Copy the items below verbatim, from the line that contains "above for dry" through the line that contains "[234,357,528,422]", with both of those lines included.

- - -

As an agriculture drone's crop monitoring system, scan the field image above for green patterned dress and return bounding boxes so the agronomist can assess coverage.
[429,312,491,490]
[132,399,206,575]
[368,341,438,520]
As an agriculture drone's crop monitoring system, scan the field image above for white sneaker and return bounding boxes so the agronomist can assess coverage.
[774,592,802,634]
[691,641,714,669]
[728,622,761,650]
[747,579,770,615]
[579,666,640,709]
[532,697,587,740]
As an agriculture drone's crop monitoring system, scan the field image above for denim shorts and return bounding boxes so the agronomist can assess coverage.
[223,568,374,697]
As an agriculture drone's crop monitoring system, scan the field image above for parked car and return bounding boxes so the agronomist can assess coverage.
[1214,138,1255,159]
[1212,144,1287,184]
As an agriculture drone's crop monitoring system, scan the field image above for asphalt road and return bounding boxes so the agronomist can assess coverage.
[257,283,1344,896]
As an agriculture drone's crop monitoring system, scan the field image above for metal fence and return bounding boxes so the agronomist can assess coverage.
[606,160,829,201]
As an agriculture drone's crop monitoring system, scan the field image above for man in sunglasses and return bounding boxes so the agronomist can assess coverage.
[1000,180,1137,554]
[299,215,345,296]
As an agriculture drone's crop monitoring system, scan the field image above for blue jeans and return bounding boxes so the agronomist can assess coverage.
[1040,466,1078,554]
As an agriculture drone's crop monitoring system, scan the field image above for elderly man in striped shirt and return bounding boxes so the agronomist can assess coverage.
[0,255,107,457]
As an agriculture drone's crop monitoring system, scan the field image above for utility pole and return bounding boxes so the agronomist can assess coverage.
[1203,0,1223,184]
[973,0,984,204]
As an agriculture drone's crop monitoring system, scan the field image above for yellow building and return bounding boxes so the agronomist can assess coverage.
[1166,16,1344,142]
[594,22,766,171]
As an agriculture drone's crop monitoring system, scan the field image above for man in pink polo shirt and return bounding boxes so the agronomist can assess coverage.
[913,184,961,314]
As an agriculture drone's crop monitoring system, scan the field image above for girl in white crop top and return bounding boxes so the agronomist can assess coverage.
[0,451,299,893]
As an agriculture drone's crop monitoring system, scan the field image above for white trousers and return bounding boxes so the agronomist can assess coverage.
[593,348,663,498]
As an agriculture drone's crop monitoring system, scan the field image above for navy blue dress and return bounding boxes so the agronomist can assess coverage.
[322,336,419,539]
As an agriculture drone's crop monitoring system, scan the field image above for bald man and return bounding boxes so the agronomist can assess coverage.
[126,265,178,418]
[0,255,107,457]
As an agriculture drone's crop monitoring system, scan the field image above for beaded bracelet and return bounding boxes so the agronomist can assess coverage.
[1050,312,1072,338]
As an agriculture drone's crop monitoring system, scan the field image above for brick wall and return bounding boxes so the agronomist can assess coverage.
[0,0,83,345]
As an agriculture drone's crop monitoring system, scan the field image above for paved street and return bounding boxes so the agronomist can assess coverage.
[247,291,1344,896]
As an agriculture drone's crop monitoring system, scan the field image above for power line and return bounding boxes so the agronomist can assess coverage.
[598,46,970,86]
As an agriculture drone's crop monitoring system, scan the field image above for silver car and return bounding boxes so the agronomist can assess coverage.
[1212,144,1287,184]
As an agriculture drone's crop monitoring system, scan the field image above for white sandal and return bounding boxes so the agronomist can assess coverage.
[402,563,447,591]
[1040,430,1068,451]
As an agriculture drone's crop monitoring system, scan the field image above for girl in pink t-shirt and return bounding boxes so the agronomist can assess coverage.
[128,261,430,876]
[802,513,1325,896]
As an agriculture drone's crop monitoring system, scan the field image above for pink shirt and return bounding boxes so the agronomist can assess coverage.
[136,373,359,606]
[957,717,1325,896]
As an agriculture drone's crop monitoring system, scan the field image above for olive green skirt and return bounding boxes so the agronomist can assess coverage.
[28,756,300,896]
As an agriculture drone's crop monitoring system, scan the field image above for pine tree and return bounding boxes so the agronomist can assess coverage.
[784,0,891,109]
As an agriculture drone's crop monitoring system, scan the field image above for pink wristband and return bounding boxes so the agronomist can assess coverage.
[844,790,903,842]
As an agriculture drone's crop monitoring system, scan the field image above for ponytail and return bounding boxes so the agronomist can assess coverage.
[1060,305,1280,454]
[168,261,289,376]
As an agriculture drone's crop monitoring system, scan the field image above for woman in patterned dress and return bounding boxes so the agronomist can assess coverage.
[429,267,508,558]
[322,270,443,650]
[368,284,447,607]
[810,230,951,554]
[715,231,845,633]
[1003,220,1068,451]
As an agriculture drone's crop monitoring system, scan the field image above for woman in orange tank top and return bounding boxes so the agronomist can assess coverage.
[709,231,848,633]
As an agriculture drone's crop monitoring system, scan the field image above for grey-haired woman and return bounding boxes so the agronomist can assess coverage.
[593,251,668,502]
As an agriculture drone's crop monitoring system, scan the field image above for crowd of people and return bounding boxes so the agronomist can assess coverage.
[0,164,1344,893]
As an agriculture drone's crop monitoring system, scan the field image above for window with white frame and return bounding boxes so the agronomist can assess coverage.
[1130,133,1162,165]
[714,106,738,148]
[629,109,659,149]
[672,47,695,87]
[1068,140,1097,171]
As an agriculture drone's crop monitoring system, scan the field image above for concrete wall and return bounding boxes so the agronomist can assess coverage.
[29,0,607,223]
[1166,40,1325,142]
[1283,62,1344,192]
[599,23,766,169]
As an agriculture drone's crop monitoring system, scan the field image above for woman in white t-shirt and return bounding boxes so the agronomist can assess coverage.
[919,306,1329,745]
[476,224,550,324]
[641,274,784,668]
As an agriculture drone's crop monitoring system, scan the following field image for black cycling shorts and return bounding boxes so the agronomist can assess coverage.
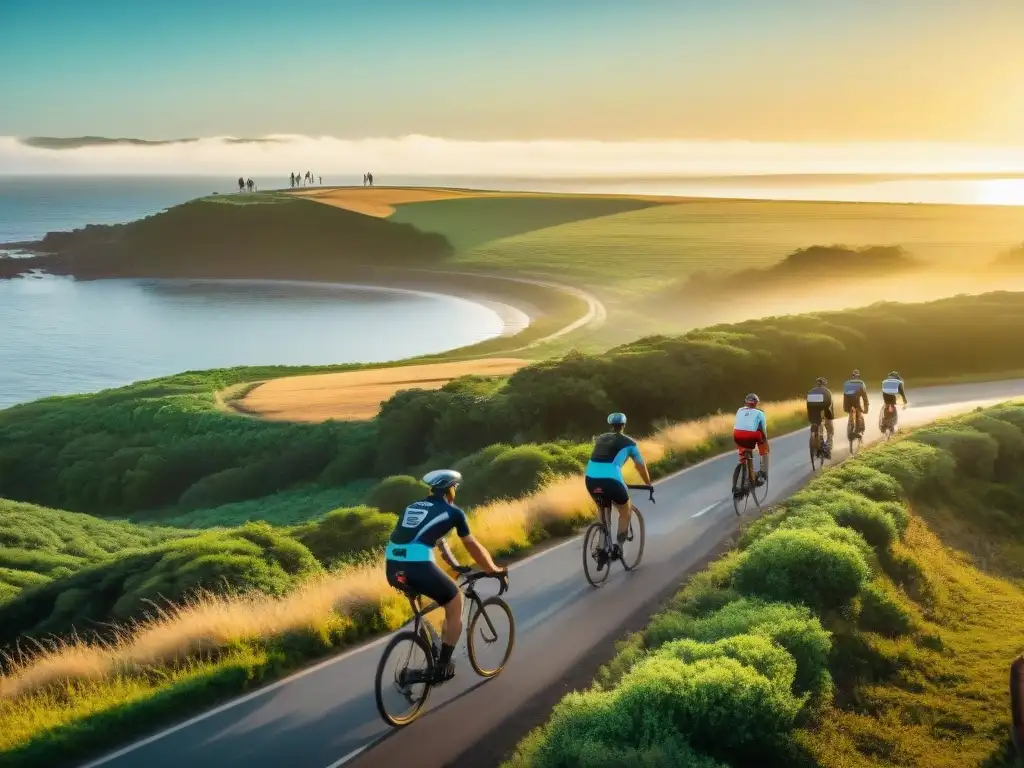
[585,477,630,505]
[385,560,459,605]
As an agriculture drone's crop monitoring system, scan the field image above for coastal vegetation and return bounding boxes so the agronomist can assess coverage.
[0,400,804,766]
[0,293,1024,522]
[506,406,1024,768]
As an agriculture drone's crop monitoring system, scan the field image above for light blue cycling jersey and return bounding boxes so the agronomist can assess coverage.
[586,432,644,485]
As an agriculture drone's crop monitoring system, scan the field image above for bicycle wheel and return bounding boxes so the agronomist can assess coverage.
[732,462,748,515]
[466,595,515,677]
[374,631,434,728]
[623,507,646,570]
[583,522,611,587]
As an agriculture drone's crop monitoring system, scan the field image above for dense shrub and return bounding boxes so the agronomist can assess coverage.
[814,462,902,502]
[367,475,429,515]
[913,424,999,480]
[858,580,913,637]
[735,530,868,610]
[0,523,321,645]
[294,507,398,565]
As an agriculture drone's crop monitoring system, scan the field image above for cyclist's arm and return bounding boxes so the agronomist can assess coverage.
[437,539,459,570]
[630,445,651,485]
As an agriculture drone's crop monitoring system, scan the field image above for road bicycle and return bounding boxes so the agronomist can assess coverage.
[374,570,515,728]
[809,417,831,472]
[732,449,768,515]
[846,407,864,456]
[583,485,654,587]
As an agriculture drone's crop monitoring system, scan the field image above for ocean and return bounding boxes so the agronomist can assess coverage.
[0,176,1024,408]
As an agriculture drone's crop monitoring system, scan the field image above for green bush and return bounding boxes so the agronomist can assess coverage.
[812,462,902,502]
[293,507,398,565]
[0,523,321,645]
[508,691,724,768]
[857,436,956,494]
[644,598,831,697]
[824,490,898,552]
[858,581,914,637]
[913,424,999,480]
[367,475,430,515]
[657,635,797,691]
[735,530,868,611]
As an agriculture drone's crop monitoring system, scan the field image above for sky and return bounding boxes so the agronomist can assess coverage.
[6,0,1024,144]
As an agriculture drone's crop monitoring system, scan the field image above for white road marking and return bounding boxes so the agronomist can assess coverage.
[690,502,725,518]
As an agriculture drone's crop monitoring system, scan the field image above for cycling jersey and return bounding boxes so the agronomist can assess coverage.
[585,432,644,485]
[807,386,836,424]
[882,379,906,406]
[384,496,469,562]
[843,379,868,413]
[732,406,768,437]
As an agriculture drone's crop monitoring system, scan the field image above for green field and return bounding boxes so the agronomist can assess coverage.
[388,195,660,252]
[454,201,1024,287]
[506,404,1024,768]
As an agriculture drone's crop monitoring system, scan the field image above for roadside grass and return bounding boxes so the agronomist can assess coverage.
[456,200,1024,293]
[128,480,374,532]
[505,404,1024,768]
[0,401,804,766]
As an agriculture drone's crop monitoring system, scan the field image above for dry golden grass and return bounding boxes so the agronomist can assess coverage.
[288,186,686,218]
[239,357,529,422]
[0,400,804,701]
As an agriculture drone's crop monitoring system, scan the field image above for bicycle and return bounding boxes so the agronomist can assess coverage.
[810,417,831,472]
[374,571,515,728]
[732,449,768,516]
[846,406,864,456]
[583,485,654,587]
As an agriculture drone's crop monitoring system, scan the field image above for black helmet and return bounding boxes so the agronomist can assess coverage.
[423,469,462,492]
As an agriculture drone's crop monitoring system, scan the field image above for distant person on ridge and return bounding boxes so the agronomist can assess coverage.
[843,368,869,436]
[584,414,650,570]
[807,376,836,456]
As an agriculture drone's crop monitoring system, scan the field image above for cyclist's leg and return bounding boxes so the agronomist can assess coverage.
[758,432,769,479]
[386,560,463,678]
[608,482,633,545]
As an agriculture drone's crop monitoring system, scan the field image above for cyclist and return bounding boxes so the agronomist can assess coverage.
[732,393,768,485]
[384,469,508,682]
[843,368,869,436]
[584,413,651,569]
[807,376,836,456]
[882,371,906,429]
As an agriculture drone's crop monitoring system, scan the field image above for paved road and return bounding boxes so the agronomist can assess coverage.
[87,379,1024,768]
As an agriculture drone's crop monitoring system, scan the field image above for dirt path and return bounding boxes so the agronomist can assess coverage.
[237,357,529,422]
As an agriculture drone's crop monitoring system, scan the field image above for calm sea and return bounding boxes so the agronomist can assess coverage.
[0,176,1024,408]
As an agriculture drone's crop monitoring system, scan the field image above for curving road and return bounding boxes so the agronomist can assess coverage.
[77,379,1024,768]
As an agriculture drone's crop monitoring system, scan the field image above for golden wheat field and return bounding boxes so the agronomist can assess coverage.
[456,200,1024,281]
[234,357,528,422]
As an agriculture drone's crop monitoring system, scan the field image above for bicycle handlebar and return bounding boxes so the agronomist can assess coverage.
[626,485,654,504]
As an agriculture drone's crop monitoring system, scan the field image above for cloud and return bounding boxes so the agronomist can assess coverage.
[0,134,1024,178]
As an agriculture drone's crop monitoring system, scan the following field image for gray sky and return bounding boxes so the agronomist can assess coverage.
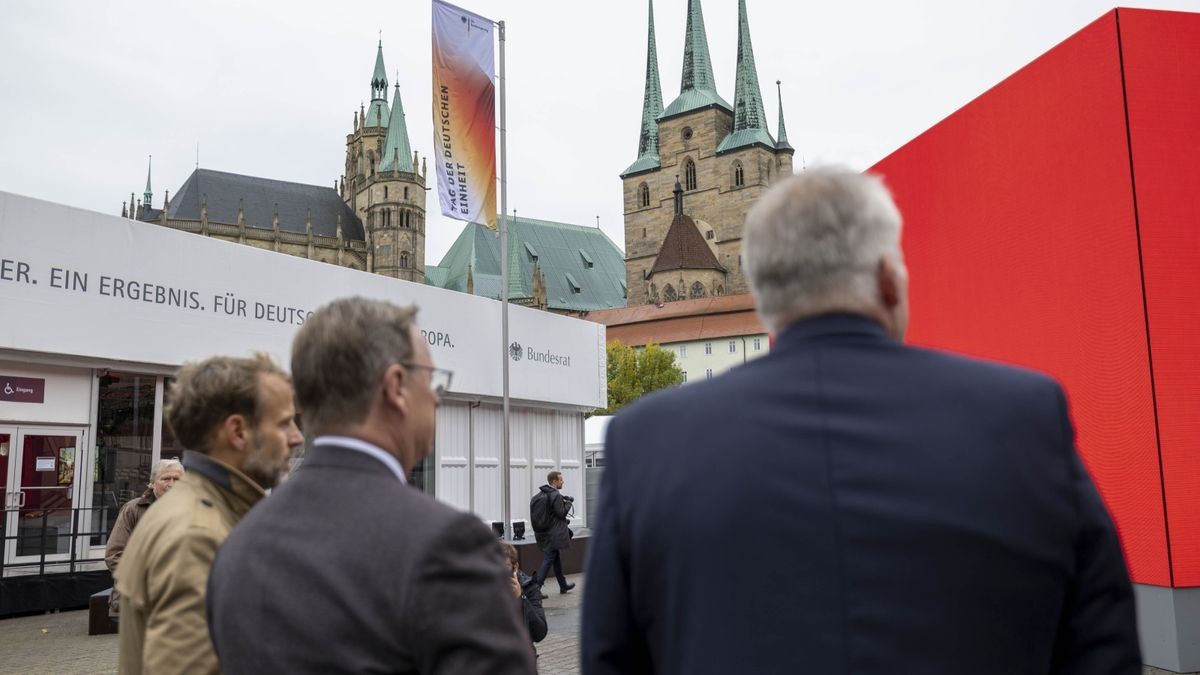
[0,0,1200,264]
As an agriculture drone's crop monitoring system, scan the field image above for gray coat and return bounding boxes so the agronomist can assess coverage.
[208,444,535,675]
[533,485,571,551]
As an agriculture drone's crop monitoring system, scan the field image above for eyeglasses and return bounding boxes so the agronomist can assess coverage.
[400,363,454,396]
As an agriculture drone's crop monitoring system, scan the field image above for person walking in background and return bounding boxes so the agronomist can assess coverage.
[582,168,1141,675]
[529,471,575,593]
[209,298,535,675]
[116,354,304,675]
[104,459,184,616]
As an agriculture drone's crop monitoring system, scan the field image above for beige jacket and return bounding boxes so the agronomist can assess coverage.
[116,452,264,675]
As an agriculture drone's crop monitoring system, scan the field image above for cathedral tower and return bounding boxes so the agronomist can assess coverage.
[620,0,794,306]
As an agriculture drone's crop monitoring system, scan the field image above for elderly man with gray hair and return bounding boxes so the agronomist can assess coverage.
[104,459,184,616]
[209,298,535,675]
[582,168,1141,675]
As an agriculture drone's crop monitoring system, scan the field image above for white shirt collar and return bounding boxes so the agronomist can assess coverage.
[312,436,408,483]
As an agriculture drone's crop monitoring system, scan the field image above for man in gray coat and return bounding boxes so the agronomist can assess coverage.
[529,471,575,593]
[208,298,535,675]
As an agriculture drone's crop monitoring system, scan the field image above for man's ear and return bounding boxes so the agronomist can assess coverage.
[383,363,409,416]
[217,414,251,453]
[876,256,901,310]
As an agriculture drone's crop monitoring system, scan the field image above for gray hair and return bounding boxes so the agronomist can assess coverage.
[743,167,902,333]
[149,459,184,486]
[292,298,416,435]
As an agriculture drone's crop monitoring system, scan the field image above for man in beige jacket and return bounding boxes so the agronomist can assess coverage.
[116,354,304,675]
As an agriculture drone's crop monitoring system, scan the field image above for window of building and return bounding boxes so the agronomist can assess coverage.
[683,157,696,190]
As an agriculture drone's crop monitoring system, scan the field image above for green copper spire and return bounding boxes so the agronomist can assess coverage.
[622,0,662,175]
[142,155,154,209]
[379,83,413,173]
[662,0,731,117]
[775,79,796,151]
[716,0,775,153]
[362,40,388,126]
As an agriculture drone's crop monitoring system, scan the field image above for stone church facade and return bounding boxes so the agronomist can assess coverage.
[121,43,426,283]
[620,0,794,306]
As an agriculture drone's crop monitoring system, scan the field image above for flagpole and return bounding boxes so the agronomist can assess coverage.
[497,22,512,540]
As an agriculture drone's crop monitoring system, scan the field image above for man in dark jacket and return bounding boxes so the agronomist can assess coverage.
[529,471,575,593]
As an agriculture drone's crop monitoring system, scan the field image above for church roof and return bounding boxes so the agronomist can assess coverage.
[168,169,364,241]
[659,0,733,119]
[425,217,625,311]
[650,210,725,274]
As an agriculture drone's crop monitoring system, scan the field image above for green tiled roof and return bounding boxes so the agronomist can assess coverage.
[622,0,662,175]
[659,0,732,119]
[716,0,775,153]
[425,217,625,311]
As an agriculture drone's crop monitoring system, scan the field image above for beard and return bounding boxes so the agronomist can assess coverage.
[241,431,292,490]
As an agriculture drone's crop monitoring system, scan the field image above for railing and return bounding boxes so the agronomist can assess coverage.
[0,506,109,578]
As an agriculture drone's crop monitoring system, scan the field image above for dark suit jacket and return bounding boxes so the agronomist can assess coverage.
[208,446,535,675]
[583,315,1141,675]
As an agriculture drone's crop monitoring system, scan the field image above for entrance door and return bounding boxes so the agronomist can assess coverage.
[0,426,84,565]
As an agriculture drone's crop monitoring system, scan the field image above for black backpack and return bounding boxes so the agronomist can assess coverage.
[529,490,551,532]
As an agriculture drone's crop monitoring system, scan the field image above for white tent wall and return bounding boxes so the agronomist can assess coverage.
[434,400,587,528]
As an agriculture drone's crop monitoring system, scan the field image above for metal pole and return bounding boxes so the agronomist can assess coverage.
[497,22,512,540]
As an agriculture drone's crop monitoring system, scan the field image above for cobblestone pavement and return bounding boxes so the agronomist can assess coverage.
[0,575,583,675]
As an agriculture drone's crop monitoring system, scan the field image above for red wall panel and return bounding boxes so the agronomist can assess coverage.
[871,12,1170,585]
[1117,10,1200,586]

- - -

Correct output —
As an agriculture drone's crop monitoring system, scan the field image above for dry golden grass and return bounding boxes so the agronomist can assess coverage.
[288,186,686,218]
[239,357,529,422]
[0,400,804,701]
As an agriculture drone's crop monitoring system, scan the field image above for bicycle and return bounding boxes so the agronomist can assess coverage.
[810,417,831,472]
[374,571,515,728]
[732,449,768,516]
[846,406,864,456]
[583,485,654,587]
As an agriculture drone's crop monitoring system, scan the field image above for black helmet and return bounding boxes so the agronomist can assess coverage.
[423,469,462,492]
As an agriculture drone's crop monitoring system, scan the field image above for distant person on ridge and return bounding boxes so the agronomist can assess coverage.
[843,368,869,436]
[584,414,650,570]
[807,376,836,456]
As an agriculture drone's crop monitoring system, scan the field image above for cyclist's leg and return bounding boxes so the agronomist can assess coverage.
[758,432,769,479]
[386,560,463,678]
[608,482,633,545]
As an agriculture drone's crop monitoring system, scan the field image above for cyclist and return bounding boxes so the agronomist can assess coverage.
[732,393,768,485]
[384,469,508,682]
[843,368,869,436]
[584,413,651,569]
[807,376,836,456]
[882,371,906,429]
As an agriculture drone's crop monitoring system, scan the field image above for paved road and return bounding boxes so the agronomist can assess coverage.
[87,379,1024,768]
As an agriculture drone's crop monitoring system, scan the field image above for dirt path and return bounding boxes so the agronomist can assess coverage.
[237,357,529,422]
As an agriculture drone's crop monitoring system, scan the field image above for calm sea and return bounding boxes so the agronomist can assess coverage.
[0,176,1024,408]
As an agriculture drone's crop monitoring system, scan the field image above for curving road and return bounding boxes so the agronomist can assess coverage.
[77,379,1024,768]
As an agriculture drone's crop monitoring system, scan the field image above for golden wheat field and return bounding boxes so the agronomist can assess coverage.
[456,200,1024,281]
[234,357,528,422]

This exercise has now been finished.